■ **Records to use**:
--*--

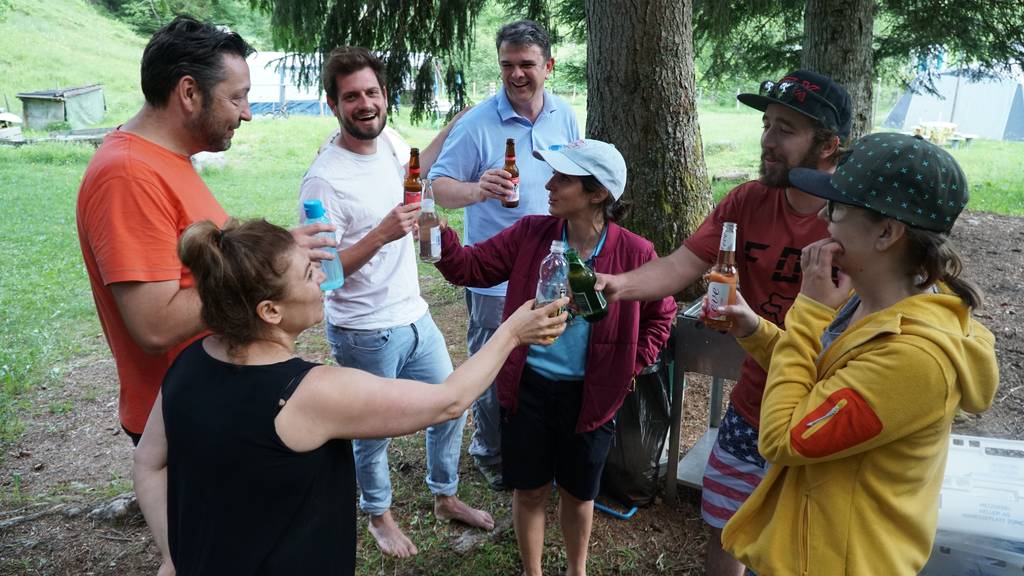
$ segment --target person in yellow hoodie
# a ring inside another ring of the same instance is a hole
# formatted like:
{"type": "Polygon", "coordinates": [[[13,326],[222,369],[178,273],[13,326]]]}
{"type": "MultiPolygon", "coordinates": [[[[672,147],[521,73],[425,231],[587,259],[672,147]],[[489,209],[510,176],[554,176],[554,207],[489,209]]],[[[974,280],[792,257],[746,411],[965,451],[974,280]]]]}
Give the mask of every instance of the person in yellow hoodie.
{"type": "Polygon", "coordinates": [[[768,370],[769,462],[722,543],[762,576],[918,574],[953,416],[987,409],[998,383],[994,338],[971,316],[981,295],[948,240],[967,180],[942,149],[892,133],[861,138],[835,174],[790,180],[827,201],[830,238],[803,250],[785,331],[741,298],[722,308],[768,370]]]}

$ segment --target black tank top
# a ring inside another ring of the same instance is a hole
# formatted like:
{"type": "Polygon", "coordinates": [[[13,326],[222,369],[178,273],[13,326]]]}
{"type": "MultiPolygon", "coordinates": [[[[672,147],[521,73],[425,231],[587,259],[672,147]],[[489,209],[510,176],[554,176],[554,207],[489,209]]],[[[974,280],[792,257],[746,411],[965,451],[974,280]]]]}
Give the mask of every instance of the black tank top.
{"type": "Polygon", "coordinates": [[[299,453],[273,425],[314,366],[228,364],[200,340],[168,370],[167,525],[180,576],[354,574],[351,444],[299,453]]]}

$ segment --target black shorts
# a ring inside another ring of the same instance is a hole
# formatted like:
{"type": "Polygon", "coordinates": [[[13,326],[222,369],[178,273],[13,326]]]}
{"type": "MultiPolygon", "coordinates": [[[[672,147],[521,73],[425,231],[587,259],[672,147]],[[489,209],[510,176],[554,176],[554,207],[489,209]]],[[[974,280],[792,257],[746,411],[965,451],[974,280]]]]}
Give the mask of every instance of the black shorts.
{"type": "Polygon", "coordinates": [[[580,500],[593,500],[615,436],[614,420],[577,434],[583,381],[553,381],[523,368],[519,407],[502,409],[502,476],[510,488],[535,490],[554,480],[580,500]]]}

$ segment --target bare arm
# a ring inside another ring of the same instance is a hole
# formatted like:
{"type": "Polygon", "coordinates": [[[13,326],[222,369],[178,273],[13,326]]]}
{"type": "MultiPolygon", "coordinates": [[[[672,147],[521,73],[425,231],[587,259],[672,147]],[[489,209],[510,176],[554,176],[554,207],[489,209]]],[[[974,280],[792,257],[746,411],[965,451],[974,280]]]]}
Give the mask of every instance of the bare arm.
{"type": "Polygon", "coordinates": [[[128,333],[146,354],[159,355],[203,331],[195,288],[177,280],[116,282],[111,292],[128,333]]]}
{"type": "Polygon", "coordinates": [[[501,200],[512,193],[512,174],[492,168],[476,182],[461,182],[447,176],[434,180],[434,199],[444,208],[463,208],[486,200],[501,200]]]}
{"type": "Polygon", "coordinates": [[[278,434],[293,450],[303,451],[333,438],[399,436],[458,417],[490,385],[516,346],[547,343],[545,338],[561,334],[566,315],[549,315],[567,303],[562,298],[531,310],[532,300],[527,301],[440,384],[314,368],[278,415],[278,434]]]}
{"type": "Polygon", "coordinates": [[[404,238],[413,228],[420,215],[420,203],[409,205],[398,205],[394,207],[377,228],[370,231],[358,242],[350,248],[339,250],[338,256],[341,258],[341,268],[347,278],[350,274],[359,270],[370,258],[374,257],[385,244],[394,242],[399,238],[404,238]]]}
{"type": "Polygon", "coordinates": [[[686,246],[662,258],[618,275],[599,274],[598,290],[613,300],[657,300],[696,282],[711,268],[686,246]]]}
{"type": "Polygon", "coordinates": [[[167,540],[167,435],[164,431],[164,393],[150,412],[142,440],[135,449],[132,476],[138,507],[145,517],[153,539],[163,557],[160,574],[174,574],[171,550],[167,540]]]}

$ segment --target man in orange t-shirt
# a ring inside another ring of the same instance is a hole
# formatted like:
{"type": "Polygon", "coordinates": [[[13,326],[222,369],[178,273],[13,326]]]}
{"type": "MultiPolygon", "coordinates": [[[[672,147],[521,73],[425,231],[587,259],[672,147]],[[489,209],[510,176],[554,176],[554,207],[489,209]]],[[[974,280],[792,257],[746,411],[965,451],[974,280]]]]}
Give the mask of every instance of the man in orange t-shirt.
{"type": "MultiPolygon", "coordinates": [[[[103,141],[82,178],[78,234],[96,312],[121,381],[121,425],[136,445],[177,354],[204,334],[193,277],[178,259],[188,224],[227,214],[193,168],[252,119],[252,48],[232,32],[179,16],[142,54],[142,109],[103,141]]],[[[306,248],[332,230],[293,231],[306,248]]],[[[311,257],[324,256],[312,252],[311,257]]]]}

--*--

■ **Exercise**: Rewrite all the data above as a numbered list with one item per line. Leave out the blank lines and the pictures.

■ **Result of the task**:
1. $ segment --target person in yellow hoodie
2. # a ring inside another ring of the same instance is a hole
3. # formatted like:
4. {"type": "Polygon", "coordinates": [[[13,326],[222,369],[178,273],[13,326]]]}
5. {"type": "MultiPolygon", "coordinates": [[[[672,147],[521,73],[425,231],[587,259],[672,147]],[[489,209],[510,176],[554,176],[554,207],[489,209]]],[[[974,280],[792,257],[746,411],[965,451],[974,280]]]]}
6. Give the mask of every instance of the person in yellow hoodie.
7. {"type": "Polygon", "coordinates": [[[768,370],[769,462],[722,543],[762,576],[918,574],[953,416],[987,409],[998,383],[994,338],[971,316],[981,295],[948,240],[967,180],[942,149],[892,133],[861,138],[835,174],[790,180],[827,201],[830,238],[803,250],[785,331],[741,298],[722,308],[768,370]]]}
8. $ segment --target black tank top
9. # a ring inside another ring of the same instance is a hole
10. # formatted like:
11. {"type": "Polygon", "coordinates": [[[13,326],[222,369],[178,273],[13,326]]]}
12. {"type": "MultiPolygon", "coordinates": [[[[672,147],[521,73],[425,231],[587,259],[672,147]],[[489,209],[510,176],[554,176],[554,207],[489,209]]],[[[974,280],[792,257],[746,411],[965,451],[974,280]]]]}
13. Give the mask of every instance of the black tank top.
14. {"type": "Polygon", "coordinates": [[[299,453],[273,425],[314,366],[228,364],[200,340],[168,370],[167,525],[180,576],[354,574],[351,444],[299,453]]]}
15. $ segment --target black shorts
16. # a ring inside another ring of the same instance is a hole
17. # formatted like:
18. {"type": "Polygon", "coordinates": [[[13,326],[222,369],[178,273],[13,326]]]}
19. {"type": "MultiPolygon", "coordinates": [[[[672,147],[521,73],[425,231],[587,259],[672,147]],[[489,209],[510,176],[554,176],[554,207],[489,209]]],[[[974,280],[792,257],[746,411],[965,451],[974,280]]]]}
20. Give the mask of every instance of the black shorts.
21. {"type": "Polygon", "coordinates": [[[580,500],[593,500],[615,436],[614,420],[577,434],[583,381],[553,381],[523,368],[519,407],[502,409],[502,476],[510,488],[535,490],[554,480],[580,500]]]}
22. $ segment --target bare arm
23. # a ring inside another ring of the same instance is a hole
24. # formatted like:
25. {"type": "Polygon", "coordinates": [[[13,326],[222,369],[178,273],[13,326]]]}
26. {"type": "MultiPolygon", "coordinates": [[[[672,147],[521,73],[425,231],[587,259],[672,147]],[[489,209],[510,176],[554,176],[554,207],[489,209]]],[[[974,280],[792,257],[746,411],[965,451],[974,280]]]]}
27. Give the mask of every instance of the bare arm.
28. {"type": "Polygon", "coordinates": [[[128,333],[146,354],[159,355],[203,331],[195,288],[177,280],[116,282],[111,292],[128,333]]]}
29. {"type": "Polygon", "coordinates": [[[501,200],[512,193],[512,174],[492,168],[476,182],[461,182],[447,176],[434,180],[434,199],[444,208],[463,208],[486,200],[501,200]]]}
30. {"type": "Polygon", "coordinates": [[[278,434],[293,450],[303,451],[333,438],[399,436],[458,417],[490,385],[516,346],[547,343],[545,338],[561,334],[566,315],[549,315],[567,303],[562,298],[531,310],[532,300],[527,301],[440,384],[314,368],[278,415],[278,434]]]}
31. {"type": "Polygon", "coordinates": [[[404,238],[413,228],[420,215],[420,203],[409,205],[398,205],[394,207],[377,228],[370,231],[358,242],[350,248],[339,250],[338,256],[341,258],[341,268],[347,278],[350,274],[359,270],[370,258],[374,257],[385,244],[394,242],[399,238],[404,238]]]}
32. {"type": "Polygon", "coordinates": [[[686,246],[662,258],[618,275],[599,274],[598,290],[613,300],[657,300],[696,282],[711,268],[686,246]]]}
33. {"type": "Polygon", "coordinates": [[[167,540],[167,435],[164,431],[164,393],[150,412],[142,440],[135,449],[132,476],[138,507],[145,517],[153,539],[163,557],[160,574],[174,574],[171,550],[167,540]]]}
34. $ segment --target man in orange t-shirt
35. # a ring inside another ring of the same instance is a hole
36. # formatted like:
37. {"type": "Polygon", "coordinates": [[[13,326],[222,369],[178,273],[13,326]]]}
38. {"type": "MultiPolygon", "coordinates": [[[[672,147],[521,73],[425,231],[587,259],[672,147]],[[489,209],[510,176],[554,176],[554,207],[489,209]]],[[[974,280],[792,257],[746,411],[965,451],[974,280]]]]}
39. Give the mask of every instance of the man in orange t-shirt.
40. {"type": "MultiPolygon", "coordinates": [[[[103,141],[82,178],[78,234],[96,312],[121,381],[121,425],[136,445],[177,354],[204,334],[193,277],[178,259],[188,224],[227,214],[193,168],[252,119],[252,48],[232,32],[179,16],[142,54],[142,109],[103,141]]],[[[306,248],[332,230],[293,231],[306,248]]],[[[311,257],[324,256],[312,252],[311,257]]]]}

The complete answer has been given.